Task requirements =
1 – Answer these questions about the legal update on the Personal Information Protection Act, one per line:
(a) On what date was the amendment passed at the National Assembly plenary session?
(b) Which newly added article codifies the management obligations of the business owner or representative?
(c) Whose resolution must certain data controllers obtain when designating, changing, or removing a CPO?
2 – Retype the passage of the legal update starting at "BKL Legal Update" and ending at "effectiveness of sanctions.".
--- start Reading text ---
BKL Legal Update

2026.02.13

STRENGTHENING OF THE PERSONAL INFORMATION PROTECTION ACT: KEY ISSUES

I. BACKGROUND

Public concern over data security has been deepening due to recent large-scale personal information breaches across various industries. Accordingly, calls have grown louder for strengthening corporate accountability and enhancing the effectiveness of sanctions.

Reflecting these demands, the amendment to the Personal Information Protection Act (the "PIPA") was passed at the National Assembly plenary session on February 12, 2026.  The amendment centers on strengthening the independence of the CPO (Chief Privacy Officer), mandating personal information protection certification, reforming the penalty surcharge system, and expanding remedies for data subjects' rights.


II. KEY AMENDMENTS

1. Establishing a Personal Information Management System Centered on the Business Owner or Representative and the CPO

The amendment imposes effective management obligations on the business owner or representative as the party bearing ultimate responsibility for the processing and protection of personal information, while simultaneously strengthening the role of the CPO.

  • Codification of the business owner's or representative's management obligations: The business owner or representative of a data controller shall, as the party bearing ultimate responsibility for the safe processing of personal information and the protection of data subjects' rights, take comprehensive management measures including securing the necessary human resources and budget for personal information protection (newly added Article 30-3).
  • Strengthening the CPO's role and authority: Data controllers meeting certain criteria must obtain a resolution from the board of directors when designating, changing, or removing a CPO, and must report such actions to the Personal Information Protection Commission (PIPC).  The CPO will have the authority to manage professional personnel and secure budgets necessary for personal information protection, and shall be obligated to report key matters to the business owner/representative and the board of directors (amended Article 31).
--- end Reading text ---
--- start Dataset content ---
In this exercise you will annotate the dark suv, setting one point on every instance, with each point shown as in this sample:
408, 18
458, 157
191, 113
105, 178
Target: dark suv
--- end Dataset content ---
Results of the tasks =
1 –
(a) February 12, 2026
(b) Article 30-3
(c) The board of directors

2 –
BKL Legal Update

2026.02.13

STRENGTHENING OF THE PERSONAL INFORMATION PROTECTION ACT: KEY ISSUES

I. BACKGROUND

Public concern over data security has been deepening due to recent large-scale personal information breaches across various industries. Accordingly, calls have grown louder for strengthening corporate accountability and enhancing the effectiveness of sanctions.